Brief. Pictures in the material below are to be left out, and only the lines from the line with "# mark a point on every instance of the dark background" up to and including the line with "# mark a point on every instance of the trailer" are to be written out exactly.
Content starts
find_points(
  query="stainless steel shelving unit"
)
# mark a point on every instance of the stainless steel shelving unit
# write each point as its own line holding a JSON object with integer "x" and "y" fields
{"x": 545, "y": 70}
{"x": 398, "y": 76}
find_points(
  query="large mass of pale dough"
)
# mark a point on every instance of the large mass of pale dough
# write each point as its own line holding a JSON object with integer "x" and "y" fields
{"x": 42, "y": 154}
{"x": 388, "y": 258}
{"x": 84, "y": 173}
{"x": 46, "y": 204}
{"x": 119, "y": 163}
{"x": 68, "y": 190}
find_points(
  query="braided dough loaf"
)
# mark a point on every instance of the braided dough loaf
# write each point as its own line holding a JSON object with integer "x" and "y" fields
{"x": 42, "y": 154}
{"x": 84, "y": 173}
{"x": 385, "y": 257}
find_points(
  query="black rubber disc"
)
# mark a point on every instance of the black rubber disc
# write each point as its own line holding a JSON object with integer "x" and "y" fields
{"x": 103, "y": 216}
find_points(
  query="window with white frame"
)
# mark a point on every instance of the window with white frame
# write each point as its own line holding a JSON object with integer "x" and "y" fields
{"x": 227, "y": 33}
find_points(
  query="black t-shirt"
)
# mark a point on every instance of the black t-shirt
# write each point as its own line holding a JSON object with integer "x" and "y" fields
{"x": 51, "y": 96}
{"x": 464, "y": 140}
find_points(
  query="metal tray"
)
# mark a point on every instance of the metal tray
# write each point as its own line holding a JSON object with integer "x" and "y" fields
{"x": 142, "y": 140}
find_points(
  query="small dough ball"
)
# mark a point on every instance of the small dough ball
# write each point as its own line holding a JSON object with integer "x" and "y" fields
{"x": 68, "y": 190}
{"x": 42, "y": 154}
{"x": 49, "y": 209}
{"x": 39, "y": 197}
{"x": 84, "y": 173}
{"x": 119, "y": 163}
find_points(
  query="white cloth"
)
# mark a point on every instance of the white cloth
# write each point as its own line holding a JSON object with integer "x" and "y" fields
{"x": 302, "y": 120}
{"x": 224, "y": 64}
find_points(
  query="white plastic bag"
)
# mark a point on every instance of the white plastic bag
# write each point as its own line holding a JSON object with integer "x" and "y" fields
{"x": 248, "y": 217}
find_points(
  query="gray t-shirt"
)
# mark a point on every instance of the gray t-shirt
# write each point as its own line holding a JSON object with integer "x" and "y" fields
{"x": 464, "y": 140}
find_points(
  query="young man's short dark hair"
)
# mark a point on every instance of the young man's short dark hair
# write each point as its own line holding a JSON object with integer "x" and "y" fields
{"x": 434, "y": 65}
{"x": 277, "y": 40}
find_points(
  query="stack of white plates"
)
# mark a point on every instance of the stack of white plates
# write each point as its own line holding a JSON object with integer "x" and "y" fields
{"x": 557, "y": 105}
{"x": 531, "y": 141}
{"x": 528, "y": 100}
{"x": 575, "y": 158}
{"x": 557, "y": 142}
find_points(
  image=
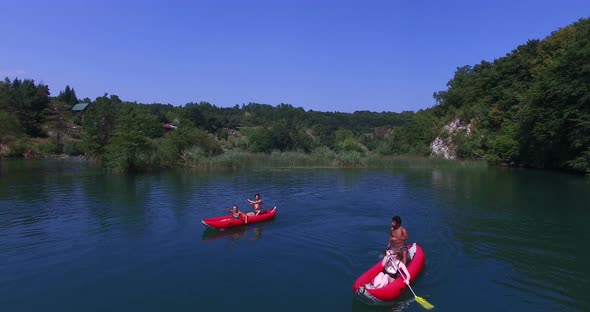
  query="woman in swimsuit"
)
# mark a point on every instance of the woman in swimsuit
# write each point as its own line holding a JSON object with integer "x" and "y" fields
{"x": 391, "y": 264}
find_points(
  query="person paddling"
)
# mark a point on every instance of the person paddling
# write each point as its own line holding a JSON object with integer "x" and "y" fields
{"x": 237, "y": 214}
{"x": 256, "y": 204}
{"x": 398, "y": 237}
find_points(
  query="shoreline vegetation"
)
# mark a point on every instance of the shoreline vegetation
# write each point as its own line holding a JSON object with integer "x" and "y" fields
{"x": 529, "y": 108}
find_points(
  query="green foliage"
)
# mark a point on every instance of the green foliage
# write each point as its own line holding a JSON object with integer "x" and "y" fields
{"x": 68, "y": 96}
{"x": 26, "y": 101}
{"x": 532, "y": 106}
{"x": 414, "y": 137}
{"x": 99, "y": 124}
{"x": 10, "y": 129}
{"x": 72, "y": 148}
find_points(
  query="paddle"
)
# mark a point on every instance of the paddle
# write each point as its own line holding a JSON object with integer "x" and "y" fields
{"x": 420, "y": 300}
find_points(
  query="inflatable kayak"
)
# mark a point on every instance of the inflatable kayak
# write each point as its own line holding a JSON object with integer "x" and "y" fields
{"x": 363, "y": 286}
{"x": 227, "y": 222}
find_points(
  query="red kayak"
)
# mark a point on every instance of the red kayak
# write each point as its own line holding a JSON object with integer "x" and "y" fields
{"x": 227, "y": 222}
{"x": 363, "y": 286}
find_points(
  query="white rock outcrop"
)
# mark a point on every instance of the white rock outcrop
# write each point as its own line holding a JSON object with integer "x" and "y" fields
{"x": 445, "y": 148}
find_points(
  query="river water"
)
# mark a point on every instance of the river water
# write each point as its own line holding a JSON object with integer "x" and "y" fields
{"x": 73, "y": 238}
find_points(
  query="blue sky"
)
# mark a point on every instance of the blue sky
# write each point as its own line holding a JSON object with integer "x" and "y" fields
{"x": 320, "y": 55}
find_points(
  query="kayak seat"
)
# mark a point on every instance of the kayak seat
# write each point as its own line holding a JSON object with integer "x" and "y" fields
{"x": 411, "y": 252}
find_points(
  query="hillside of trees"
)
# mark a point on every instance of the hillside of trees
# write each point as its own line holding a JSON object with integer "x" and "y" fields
{"x": 528, "y": 108}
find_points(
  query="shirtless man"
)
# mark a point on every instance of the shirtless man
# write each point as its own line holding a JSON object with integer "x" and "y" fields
{"x": 237, "y": 214}
{"x": 256, "y": 204}
{"x": 398, "y": 236}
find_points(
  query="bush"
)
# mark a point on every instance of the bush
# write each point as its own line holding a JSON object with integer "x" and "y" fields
{"x": 72, "y": 148}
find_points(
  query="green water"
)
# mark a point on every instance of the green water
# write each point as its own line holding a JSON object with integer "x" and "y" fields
{"x": 73, "y": 238}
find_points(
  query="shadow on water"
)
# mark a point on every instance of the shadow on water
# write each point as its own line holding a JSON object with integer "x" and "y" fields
{"x": 253, "y": 232}
{"x": 396, "y": 306}
{"x": 524, "y": 227}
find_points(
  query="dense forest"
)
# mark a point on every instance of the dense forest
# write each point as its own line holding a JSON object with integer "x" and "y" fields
{"x": 528, "y": 108}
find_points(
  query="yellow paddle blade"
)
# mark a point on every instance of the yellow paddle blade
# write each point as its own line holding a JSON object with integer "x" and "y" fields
{"x": 424, "y": 303}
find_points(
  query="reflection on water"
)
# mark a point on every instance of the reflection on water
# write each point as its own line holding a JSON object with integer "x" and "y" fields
{"x": 493, "y": 239}
{"x": 253, "y": 232}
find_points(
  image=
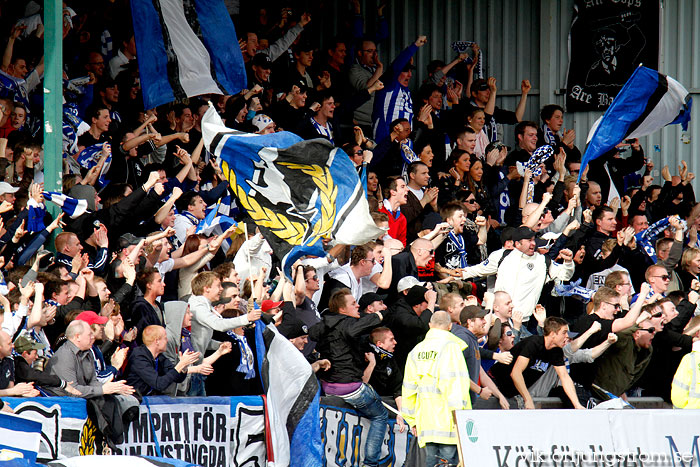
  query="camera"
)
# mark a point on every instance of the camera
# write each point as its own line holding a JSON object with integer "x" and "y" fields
{"x": 495, "y": 145}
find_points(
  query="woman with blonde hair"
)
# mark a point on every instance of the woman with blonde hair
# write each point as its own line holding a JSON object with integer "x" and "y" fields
{"x": 690, "y": 267}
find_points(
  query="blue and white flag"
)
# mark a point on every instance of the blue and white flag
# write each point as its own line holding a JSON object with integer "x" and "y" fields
{"x": 184, "y": 49}
{"x": 215, "y": 223}
{"x": 293, "y": 396}
{"x": 20, "y": 436}
{"x": 88, "y": 157}
{"x": 647, "y": 102}
{"x": 296, "y": 191}
{"x": 71, "y": 206}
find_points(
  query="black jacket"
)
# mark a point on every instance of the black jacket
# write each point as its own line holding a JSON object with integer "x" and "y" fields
{"x": 337, "y": 336}
{"x": 408, "y": 328}
{"x": 146, "y": 377}
{"x": 26, "y": 374}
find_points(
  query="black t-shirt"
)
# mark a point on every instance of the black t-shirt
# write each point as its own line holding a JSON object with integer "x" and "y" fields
{"x": 584, "y": 323}
{"x": 7, "y": 372}
{"x": 86, "y": 139}
{"x": 452, "y": 251}
{"x": 540, "y": 360}
{"x": 584, "y": 373}
{"x": 534, "y": 349}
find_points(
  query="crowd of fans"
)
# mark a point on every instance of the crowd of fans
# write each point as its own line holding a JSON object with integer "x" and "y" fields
{"x": 583, "y": 289}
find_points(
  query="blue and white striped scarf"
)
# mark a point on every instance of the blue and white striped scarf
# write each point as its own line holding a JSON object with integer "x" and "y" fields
{"x": 538, "y": 158}
{"x": 247, "y": 364}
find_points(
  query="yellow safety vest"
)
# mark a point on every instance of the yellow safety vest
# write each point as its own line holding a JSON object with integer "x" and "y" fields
{"x": 435, "y": 383}
{"x": 685, "y": 389}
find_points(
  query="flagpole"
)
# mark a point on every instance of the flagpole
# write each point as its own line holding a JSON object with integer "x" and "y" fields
{"x": 247, "y": 250}
{"x": 53, "y": 98}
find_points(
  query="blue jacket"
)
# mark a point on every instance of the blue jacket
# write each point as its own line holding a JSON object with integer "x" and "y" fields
{"x": 149, "y": 378}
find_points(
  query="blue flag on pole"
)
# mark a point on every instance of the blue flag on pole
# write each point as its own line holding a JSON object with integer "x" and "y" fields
{"x": 293, "y": 397}
{"x": 186, "y": 49}
{"x": 20, "y": 436}
{"x": 71, "y": 206}
{"x": 297, "y": 192}
{"x": 647, "y": 102}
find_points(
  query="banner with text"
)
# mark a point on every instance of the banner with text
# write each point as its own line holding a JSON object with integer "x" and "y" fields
{"x": 590, "y": 438}
{"x": 211, "y": 431}
{"x": 607, "y": 41}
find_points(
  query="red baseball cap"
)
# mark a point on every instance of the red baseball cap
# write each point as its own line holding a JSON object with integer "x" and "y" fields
{"x": 267, "y": 305}
{"x": 91, "y": 317}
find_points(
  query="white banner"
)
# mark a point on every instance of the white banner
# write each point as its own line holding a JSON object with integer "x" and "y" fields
{"x": 591, "y": 438}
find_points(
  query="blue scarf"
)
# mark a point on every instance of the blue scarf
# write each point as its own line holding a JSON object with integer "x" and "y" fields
{"x": 190, "y": 217}
{"x": 326, "y": 131}
{"x": 549, "y": 136}
{"x": 646, "y": 238}
{"x": 35, "y": 216}
{"x": 538, "y": 157}
{"x": 458, "y": 242}
{"x": 247, "y": 365}
{"x": 186, "y": 341}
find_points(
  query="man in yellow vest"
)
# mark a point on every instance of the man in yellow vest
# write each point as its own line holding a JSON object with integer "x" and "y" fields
{"x": 685, "y": 389}
{"x": 435, "y": 383}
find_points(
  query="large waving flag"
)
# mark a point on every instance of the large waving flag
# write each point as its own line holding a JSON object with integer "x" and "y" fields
{"x": 184, "y": 49}
{"x": 647, "y": 102}
{"x": 296, "y": 191}
{"x": 71, "y": 206}
{"x": 20, "y": 437}
{"x": 292, "y": 404}
{"x": 216, "y": 223}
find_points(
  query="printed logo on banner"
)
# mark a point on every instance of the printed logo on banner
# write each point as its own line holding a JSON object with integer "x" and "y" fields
{"x": 62, "y": 421}
{"x": 608, "y": 40}
{"x": 195, "y": 432}
{"x": 344, "y": 433}
{"x": 472, "y": 432}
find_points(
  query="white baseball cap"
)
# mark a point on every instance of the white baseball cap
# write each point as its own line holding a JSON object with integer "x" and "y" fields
{"x": 407, "y": 283}
{"x": 7, "y": 188}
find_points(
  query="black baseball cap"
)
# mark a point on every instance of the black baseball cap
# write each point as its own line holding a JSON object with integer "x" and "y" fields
{"x": 479, "y": 85}
{"x": 507, "y": 234}
{"x": 471, "y": 312}
{"x": 292, "y": 327}
{"x": 416, "y": 295}
{"x": 522, "y": 233}
{"x": 262, "y": 60}
{"x": 369, "y": 298}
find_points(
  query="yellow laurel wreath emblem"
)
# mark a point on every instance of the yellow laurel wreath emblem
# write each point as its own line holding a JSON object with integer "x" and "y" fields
{"x": 290, "y": 231}
{"x": 328, "y": 194}
{"x": 87, "y": 438}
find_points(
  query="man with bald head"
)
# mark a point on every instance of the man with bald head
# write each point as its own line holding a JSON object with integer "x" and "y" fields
{"x": 149, "y": 371}
{"x": 406, "y": 263}
{"x": 436, "y": 363}
{"x": 8, "y": 387}
{"x": 503, "y": 309}
{"x": 74, "y": 362}
{"x": 593, "y": 195}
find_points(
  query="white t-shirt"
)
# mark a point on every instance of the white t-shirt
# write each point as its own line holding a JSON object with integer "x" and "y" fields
{"x": 419, "y": 193}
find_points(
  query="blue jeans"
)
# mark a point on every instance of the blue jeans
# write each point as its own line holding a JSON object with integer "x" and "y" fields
{"x": 434, "y": 452}
{"x": 368, "y": 404}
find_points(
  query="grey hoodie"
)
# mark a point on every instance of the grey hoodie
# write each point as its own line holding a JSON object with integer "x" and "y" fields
{"x": 174, "y": 317}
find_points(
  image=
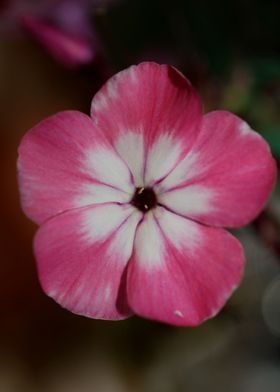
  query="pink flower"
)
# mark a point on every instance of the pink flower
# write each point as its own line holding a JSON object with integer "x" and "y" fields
{"x": 132, "y": 201}
{"x": 63, "y": 27}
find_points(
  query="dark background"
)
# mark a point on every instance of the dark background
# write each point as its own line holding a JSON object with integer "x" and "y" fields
{"x": 230, "y": 52}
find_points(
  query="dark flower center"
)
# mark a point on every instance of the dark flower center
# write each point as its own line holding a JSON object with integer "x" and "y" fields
{"x": 144, "y": 199}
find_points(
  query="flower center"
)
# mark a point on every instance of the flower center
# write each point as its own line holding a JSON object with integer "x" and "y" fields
{"x": 144, "y": 199}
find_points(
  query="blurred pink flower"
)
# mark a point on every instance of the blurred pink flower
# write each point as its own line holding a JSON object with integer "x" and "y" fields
{"x": 132, "y": 200}
{"x": 63, "y": 27}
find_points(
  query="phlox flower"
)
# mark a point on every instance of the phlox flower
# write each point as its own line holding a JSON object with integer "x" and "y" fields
{"x": 63, "y": 27}
{"x": 132, "y": 201}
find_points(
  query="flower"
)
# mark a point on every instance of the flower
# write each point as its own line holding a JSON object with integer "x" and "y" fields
{"x": 132, "y": 201}
{"x": 63, "y": 27}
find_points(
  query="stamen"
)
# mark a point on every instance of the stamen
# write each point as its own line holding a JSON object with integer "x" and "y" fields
{"x": 144, "y": 199}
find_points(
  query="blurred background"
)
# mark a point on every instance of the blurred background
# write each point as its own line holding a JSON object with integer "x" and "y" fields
{"x": 54, "y": 55}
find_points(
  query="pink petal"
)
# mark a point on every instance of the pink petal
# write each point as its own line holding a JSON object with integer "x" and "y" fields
{"x": 65, "y": 163}
{"x": 151, "y": 114}
{"x": 82, "y": 255}
{"x": 68, "y": 49}
{"x": 226, "y": 178}
{"x": 181, "y": 272}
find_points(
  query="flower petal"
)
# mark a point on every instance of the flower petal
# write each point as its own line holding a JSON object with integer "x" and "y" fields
{"x": 150, "y": 113}
{"x": 65, "y": 163}
{"x": 181, "y": 272}
{"x": 226, "y": 178}
{"x": 82, "y": 255}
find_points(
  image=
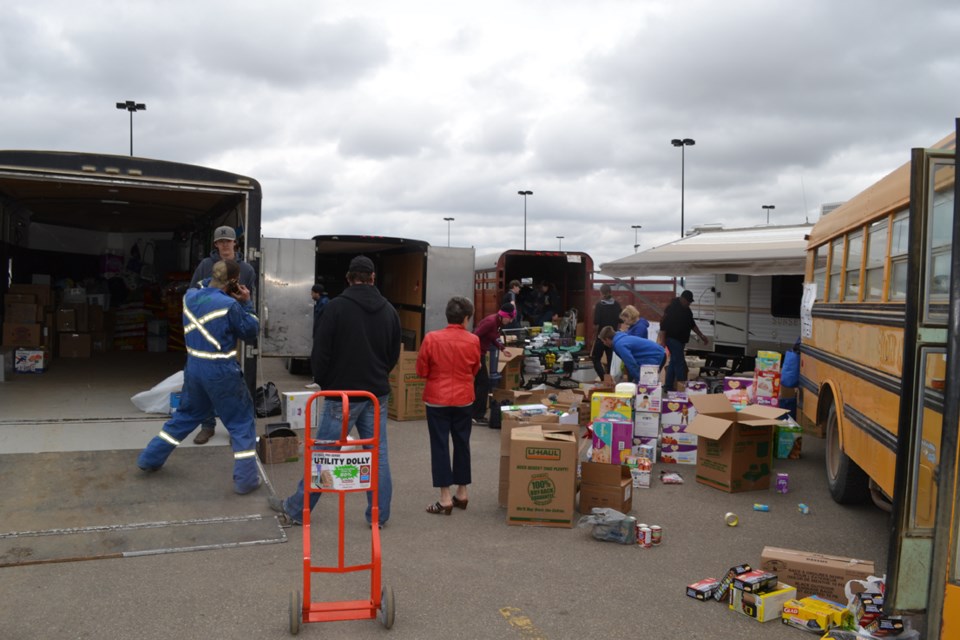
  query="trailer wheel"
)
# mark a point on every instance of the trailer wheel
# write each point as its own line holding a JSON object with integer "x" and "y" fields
{"x": 848, "y": 483}
{"x": 387, "y": 607}
{"x": 296, "y": 612}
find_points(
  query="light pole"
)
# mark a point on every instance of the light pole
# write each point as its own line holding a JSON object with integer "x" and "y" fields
{"x": 682, "y": 143}
{"x": 131, "y": 106}
{"x": 525, "y": 194}
{"x": 768, "y": 207}
{"x": 449, "y": 220}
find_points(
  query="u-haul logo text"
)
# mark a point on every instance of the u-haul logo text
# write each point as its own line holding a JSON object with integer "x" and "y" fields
{"x": 542, "y": 453}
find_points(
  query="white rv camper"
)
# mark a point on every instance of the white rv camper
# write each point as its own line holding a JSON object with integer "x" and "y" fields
{"x": 747, "y": 283}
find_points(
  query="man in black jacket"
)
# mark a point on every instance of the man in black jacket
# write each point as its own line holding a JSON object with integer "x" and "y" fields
{"x": 606, "y": 313}
{"x": 355, "y": 345}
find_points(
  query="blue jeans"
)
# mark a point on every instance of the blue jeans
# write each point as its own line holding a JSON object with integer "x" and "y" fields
{"x": 677, "y": 367}
{"x": 361, "y": 417}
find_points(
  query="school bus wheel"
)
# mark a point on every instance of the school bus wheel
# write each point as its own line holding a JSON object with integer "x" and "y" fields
{"x": 847, "y": 481}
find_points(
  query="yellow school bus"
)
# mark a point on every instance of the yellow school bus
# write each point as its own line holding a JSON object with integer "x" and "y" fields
{"x": 880, "y": 372}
Content ends
Answer space.
# mark a point on every instance of the dark background
# write each point as its own line holding a JSON object with integer "x" and "y" fields
{"x": 230, "y": 52}
find_points(
  query="dark flower center"
)
# mark a point on every instance of the dark flower center
# write each point as its own line holding a JSON object with integer "x" and "y" fields
{"x": 144, "y": 199}
find_points(
  query="flower center"
)
# mark a point on every instance of the flower center
# write each point as its own line holding a JSON object with integer "x" and "y" fields
{"x": 144, "y": 199}
find_points(
  query="blurred pink flower"
)
# mark a point on every instance of the blurred pink flower
# write each point as its own line holding a JSON object with integer "x" and "y" fields
{"x": 132, "y": 200}
{"x": 63, "y": 27}
find_points(
  query="phlox flower"
)
# mark a point on every instance of the phlox flower
# write each point as its own line holding a JSON object with integer "x" and "y" fields
{"x": 63, "y": 27}
{"x": 132, "y": 201}
find_points(
  query="flower"
)
# mark a point on every instance of the flower
# write each point as its own line holding a JSON object with integer "x" and "y" fields
{"x": 132, "y": 201}
{"x": 63, "y": 27}
find_points(
  query="stamen"
)
# mark a point on every instance of the stamen
# write each point as its own line holding a JSON object with integer "x" and "y" fields
{"x": 144, "y": 199}
find_points(
  query="blurred background"
)
# mark a point on every instance of the blurred background
# write each point as its own line holding a JSON object with integer "x" and "y" fields
{"x": 54, "y": 55}
find_points(
  query="pink petal"
)
# mark a point on every instance of the pink petal
# write each point as its own line holding a JSON object with integer "x" and "y" fields
{"x": 65, "y": 163}
{"x": 151, "y": 114}
{"x": 82, "y": 255}
{"x": 68, "y": 49}
{"x": 226, "y": 178}
{"x": 181, "y": 272}
find_points(
  query="flower petal"
)
# mark a point on every instance of the flower petal
# write each point as its own line holding a JSON object with integer "x" and "y" fields
{"x": 150, "y": 113}
{"x": 65, "y": 163}
{"x": 181, "y": 272}
{"x": 226, "y": 178}
{"x": 82, "y": 255}
find_points(
  image=
  query="trailer wheel"
)
# mark a point on every instance of the trailer wheel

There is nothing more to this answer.